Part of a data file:
──────
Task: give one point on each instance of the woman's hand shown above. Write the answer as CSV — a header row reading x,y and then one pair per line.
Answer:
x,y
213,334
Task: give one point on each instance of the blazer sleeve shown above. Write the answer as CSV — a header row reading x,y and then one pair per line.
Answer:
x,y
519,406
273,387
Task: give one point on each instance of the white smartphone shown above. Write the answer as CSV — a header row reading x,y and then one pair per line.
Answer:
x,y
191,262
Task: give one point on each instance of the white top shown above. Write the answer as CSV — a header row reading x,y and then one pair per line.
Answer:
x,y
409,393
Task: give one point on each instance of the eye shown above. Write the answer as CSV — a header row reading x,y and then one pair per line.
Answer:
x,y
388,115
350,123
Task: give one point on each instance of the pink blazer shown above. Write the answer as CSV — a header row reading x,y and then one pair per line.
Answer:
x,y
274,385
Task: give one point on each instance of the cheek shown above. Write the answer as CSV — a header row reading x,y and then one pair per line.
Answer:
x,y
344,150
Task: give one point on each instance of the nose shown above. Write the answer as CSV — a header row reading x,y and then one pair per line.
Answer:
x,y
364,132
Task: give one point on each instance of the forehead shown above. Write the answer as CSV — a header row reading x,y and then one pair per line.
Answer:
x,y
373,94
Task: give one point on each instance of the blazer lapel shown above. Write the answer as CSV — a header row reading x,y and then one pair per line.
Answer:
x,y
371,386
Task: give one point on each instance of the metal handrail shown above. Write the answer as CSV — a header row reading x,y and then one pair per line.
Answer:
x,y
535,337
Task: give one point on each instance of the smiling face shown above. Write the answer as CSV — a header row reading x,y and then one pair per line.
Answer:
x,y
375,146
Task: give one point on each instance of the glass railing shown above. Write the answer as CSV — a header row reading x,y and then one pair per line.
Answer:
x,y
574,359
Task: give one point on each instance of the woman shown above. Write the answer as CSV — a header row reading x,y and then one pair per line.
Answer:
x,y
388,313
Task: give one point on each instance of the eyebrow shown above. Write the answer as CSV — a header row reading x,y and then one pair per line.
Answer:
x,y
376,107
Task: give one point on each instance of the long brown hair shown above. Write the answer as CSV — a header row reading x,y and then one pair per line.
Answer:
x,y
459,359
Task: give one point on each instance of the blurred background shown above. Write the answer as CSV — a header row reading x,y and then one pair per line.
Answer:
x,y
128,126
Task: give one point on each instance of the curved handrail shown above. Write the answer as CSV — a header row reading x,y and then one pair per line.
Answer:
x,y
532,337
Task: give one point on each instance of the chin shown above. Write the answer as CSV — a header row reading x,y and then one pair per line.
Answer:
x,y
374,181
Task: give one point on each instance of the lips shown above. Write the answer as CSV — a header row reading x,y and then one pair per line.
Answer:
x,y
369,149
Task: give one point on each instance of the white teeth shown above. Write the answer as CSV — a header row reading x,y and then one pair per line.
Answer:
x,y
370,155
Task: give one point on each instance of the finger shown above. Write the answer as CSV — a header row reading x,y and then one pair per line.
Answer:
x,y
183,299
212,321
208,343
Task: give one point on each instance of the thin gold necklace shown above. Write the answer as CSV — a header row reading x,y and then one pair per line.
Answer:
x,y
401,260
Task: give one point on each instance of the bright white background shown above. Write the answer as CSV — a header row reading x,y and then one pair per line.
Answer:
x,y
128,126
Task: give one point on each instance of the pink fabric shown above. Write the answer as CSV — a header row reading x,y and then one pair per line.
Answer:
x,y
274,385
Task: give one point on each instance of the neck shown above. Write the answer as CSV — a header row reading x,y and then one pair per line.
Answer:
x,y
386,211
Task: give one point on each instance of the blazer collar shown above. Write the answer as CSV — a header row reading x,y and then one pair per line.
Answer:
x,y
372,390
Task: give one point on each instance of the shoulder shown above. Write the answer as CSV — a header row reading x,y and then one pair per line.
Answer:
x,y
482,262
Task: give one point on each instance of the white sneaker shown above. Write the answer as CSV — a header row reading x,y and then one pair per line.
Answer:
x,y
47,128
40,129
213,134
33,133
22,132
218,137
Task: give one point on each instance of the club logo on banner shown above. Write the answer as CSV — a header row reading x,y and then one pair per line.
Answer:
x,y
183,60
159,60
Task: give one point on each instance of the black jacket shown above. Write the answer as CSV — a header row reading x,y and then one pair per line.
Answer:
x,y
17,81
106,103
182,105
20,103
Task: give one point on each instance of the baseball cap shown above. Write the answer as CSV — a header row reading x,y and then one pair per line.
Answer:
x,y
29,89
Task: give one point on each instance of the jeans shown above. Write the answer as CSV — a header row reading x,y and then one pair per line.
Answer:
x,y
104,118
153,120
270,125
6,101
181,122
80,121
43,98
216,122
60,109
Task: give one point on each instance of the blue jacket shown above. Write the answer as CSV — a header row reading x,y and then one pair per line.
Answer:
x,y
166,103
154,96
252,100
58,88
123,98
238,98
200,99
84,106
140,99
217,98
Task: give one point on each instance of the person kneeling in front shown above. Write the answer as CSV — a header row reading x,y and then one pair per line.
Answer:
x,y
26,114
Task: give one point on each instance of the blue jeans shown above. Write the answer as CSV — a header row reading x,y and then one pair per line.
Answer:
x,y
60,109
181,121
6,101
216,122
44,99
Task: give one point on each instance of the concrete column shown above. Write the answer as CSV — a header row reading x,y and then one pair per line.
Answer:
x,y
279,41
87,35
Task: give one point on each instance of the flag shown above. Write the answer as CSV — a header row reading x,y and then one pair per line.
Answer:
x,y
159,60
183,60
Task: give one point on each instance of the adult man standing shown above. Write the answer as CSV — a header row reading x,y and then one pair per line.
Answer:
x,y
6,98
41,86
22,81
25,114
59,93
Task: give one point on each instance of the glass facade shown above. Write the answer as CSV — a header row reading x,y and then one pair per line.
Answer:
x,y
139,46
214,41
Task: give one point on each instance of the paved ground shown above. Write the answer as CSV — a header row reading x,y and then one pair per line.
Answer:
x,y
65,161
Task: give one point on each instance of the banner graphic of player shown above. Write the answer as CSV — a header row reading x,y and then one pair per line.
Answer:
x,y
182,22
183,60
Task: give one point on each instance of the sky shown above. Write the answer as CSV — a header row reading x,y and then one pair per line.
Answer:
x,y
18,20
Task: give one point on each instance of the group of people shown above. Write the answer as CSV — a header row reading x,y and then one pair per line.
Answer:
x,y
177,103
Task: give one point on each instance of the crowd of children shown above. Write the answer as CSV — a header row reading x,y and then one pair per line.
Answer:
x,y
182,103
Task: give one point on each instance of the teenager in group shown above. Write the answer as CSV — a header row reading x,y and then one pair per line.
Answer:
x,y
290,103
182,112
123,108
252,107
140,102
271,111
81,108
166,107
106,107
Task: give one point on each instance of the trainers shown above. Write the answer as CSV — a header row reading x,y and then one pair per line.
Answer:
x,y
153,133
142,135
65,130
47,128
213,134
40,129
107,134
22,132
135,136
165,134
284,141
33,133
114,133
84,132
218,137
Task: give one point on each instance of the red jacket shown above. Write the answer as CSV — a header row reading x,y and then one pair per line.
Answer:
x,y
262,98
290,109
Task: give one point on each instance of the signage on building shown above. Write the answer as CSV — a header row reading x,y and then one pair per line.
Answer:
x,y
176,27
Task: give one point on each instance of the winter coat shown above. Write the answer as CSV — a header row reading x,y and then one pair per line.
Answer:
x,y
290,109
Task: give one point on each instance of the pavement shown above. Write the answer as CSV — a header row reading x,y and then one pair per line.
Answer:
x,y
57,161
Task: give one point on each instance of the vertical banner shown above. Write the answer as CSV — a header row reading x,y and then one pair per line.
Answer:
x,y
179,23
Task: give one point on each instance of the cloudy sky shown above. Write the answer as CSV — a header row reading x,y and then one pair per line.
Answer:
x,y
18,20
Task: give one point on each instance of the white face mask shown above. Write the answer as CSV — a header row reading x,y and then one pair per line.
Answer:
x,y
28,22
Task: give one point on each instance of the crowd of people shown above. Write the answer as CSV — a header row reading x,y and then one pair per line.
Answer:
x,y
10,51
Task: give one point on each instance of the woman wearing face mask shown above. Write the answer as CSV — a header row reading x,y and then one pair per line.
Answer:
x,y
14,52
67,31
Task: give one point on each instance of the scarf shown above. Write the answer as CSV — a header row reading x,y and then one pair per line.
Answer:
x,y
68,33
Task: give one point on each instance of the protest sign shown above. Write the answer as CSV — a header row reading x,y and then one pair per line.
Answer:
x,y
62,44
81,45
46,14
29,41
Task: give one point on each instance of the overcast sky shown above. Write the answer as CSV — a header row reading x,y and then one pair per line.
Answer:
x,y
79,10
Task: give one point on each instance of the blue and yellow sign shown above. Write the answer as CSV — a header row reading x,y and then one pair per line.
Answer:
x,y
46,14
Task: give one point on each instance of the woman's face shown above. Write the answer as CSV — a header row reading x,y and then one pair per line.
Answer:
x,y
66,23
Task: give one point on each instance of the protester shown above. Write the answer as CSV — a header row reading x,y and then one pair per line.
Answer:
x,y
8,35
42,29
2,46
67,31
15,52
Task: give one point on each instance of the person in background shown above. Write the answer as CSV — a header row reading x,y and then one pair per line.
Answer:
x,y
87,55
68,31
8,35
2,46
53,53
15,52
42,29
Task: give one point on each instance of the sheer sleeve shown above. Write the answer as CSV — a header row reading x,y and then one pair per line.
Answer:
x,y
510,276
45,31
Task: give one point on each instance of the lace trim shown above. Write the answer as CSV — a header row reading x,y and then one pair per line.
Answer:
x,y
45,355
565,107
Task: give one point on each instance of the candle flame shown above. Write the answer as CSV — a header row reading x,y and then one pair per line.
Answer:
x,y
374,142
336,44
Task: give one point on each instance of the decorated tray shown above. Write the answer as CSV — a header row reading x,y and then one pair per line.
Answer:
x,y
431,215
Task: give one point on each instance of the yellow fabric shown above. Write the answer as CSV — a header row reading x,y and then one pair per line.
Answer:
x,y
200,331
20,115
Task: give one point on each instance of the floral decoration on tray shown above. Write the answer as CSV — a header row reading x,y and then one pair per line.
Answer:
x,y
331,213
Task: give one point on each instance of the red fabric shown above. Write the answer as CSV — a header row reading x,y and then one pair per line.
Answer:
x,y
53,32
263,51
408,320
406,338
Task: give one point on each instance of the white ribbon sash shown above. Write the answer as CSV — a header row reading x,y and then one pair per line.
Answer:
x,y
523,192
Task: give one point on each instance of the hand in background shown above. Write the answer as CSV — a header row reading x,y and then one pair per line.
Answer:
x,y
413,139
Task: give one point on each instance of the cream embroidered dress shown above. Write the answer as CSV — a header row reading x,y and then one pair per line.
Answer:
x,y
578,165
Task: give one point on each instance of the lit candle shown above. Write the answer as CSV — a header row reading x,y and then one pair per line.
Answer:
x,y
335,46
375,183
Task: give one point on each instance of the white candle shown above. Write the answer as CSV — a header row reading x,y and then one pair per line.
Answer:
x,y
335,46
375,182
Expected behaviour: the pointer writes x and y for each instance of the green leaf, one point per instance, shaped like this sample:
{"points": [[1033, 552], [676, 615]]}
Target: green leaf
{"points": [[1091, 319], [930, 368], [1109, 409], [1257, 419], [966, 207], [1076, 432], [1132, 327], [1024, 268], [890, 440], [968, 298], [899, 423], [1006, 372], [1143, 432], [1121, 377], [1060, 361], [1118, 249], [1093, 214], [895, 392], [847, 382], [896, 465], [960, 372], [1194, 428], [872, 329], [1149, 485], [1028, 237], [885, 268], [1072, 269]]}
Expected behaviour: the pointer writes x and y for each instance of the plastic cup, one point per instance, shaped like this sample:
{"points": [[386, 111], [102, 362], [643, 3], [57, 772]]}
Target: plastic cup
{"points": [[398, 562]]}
──────
• [Aim]: Look above for the line that holds "Task: give one point on each instance of the white ribbon", then copy it and each line after it exactly, through the last line of the data.

• [Exercise answer]:
Task: give one point on each instance of the white ribbon sash shown above. Write the answer as CSV — a header row reading x,y and then one pair per line.
Answer:
x,y
523,192
Task: give one point on each instance of the hand in background shown above. Write the answer as CSV — a header row reading x,y and then one pair per line.
Answer:
x,y
413,139
Task: give one point on each instance of the cream embroidered dress shown above. Write the answer as CSV — a header row reading x,y and then one pair per line.
Answer:
x,y
578,165
Task: give one point on each instance of the lit candle shown above. Write the answer as CSV — a header row reading x,y and then one pair per line.
Answer:
x,y
335,46
375,183
Task: give one point on each instance of the white candle shown above. Write the answer as CSV — a header row reading x,y and then one pair per line.
Answer:
x,y
335,46
375,182
Expected behaviour: the pointer writes x and y for each instance of the green leaf, one point per instance, shaped like this sample:
{"points": [[1033, 552], [676, 615]]}
Target: green leaf
{"points": [[1091, 319], [930, 368], [1109, 409], [1257, 419], [966, 207], [1076, 432], [1132, 327], [1024, 268], [890, 440], [968, 298], [899, 423], [1006, 372], [1143, 432], [1121, 377], [1060, 361], [1118, 249], [1093, 214], [895, 392], [847, 382], [896, 465], [960, 372], [1194, 428], [872, 329], [1149, 485], [1028, 237], [885, 268], [1072, 269]]}
Expected behaviour: the pointer writes x and y for each instance of the plastic cup, one point per instance, shaped like this sample:
{"points": [[386, 111], [102, 362], [643, 3], [57, 772]]}
Target: plastic cup
{"points": [[398, 562]]}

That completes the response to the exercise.